Excerpted passage:
....................

They were so pleased, in fact, that they simply waved the red vehicle carrying al-Balawi through the base's three checkpoints, and they were so proud of their achievement that they turned out to greet him in a large group.
When al-Balawi stepped out of the car, one of his hands was buried in the pocket of his trousers. "Pull out your hand," someone yelled. It was probably one of the guards, Dane Paresi or Scott Robertson, but it's impossible to verify today.
What is clear is that al-Balawi did not remove his hand from his pocket. It is also clear that he had penetrated into the heart of the remote-controlled war. He was an enemy, not an informant. But by the time that had become clear, it was too late.
Al-Balawi was a doctor who had trained in Istanbul. He spoke Turkish, English and Arabic. He wrote a blog about jihad in which he called upon Muslims to fight against the United States. He was arrested in Jordan in 2007, and he was sitting in a prison cell in Amman when Abu Said, the king's cousin and an officer in Jordan's counterterrorism unit, came to see him. Had al-Balawi been tortured? He immediately agreed when Abu Said offered him his freedom in return for al-Balawi working as a double agent against the Taliban and al-Qaida. The goal, apparently, was to catch a senior al-Qaida official. The CIA allegedly offered al-Balawi $500,000.

....................

Information provided:
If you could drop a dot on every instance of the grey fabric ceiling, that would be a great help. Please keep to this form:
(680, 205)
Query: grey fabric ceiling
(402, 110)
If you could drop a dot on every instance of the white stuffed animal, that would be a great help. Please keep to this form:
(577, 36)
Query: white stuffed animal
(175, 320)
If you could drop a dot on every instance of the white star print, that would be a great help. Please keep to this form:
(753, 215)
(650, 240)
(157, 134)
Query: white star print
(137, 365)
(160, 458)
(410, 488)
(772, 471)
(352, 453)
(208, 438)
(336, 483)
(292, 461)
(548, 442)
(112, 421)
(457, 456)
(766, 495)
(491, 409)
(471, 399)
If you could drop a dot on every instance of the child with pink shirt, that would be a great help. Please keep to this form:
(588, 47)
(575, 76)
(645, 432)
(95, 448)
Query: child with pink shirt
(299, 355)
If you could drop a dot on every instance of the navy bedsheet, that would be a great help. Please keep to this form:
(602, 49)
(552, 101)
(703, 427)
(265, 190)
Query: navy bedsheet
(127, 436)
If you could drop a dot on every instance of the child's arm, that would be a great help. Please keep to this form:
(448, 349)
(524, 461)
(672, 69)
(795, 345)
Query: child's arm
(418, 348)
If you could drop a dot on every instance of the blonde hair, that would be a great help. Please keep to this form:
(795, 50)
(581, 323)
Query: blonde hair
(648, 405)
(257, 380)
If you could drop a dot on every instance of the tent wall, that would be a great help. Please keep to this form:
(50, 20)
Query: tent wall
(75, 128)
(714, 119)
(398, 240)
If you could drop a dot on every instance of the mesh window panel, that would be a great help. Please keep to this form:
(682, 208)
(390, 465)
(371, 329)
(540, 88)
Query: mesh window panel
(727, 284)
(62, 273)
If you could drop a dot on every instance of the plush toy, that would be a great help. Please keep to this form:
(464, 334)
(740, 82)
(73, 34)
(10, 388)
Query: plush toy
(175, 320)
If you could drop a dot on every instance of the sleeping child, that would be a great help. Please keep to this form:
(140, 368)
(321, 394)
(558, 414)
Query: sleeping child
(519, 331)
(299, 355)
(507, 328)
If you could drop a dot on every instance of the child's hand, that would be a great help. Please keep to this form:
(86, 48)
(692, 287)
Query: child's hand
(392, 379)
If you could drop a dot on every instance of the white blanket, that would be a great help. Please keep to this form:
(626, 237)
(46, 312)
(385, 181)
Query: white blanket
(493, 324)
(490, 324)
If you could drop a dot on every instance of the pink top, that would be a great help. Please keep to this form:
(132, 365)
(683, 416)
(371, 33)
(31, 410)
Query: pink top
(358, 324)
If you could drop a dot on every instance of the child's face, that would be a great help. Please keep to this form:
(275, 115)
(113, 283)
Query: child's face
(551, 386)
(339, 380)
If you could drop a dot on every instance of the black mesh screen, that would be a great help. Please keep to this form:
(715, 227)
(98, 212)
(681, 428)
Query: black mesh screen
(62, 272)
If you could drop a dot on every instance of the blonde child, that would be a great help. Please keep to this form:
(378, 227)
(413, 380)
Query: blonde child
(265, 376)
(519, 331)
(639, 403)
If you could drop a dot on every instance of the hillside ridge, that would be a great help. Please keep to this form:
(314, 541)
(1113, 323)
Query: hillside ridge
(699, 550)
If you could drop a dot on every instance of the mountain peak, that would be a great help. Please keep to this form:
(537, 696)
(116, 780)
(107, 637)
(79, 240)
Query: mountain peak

....................

In the passage about al-Balawi, render this sentence in Spanish: "Al-Balawi was a doctor who had trained in Istanbul."

Al-Balawi era un médico que se había formado en Estambul.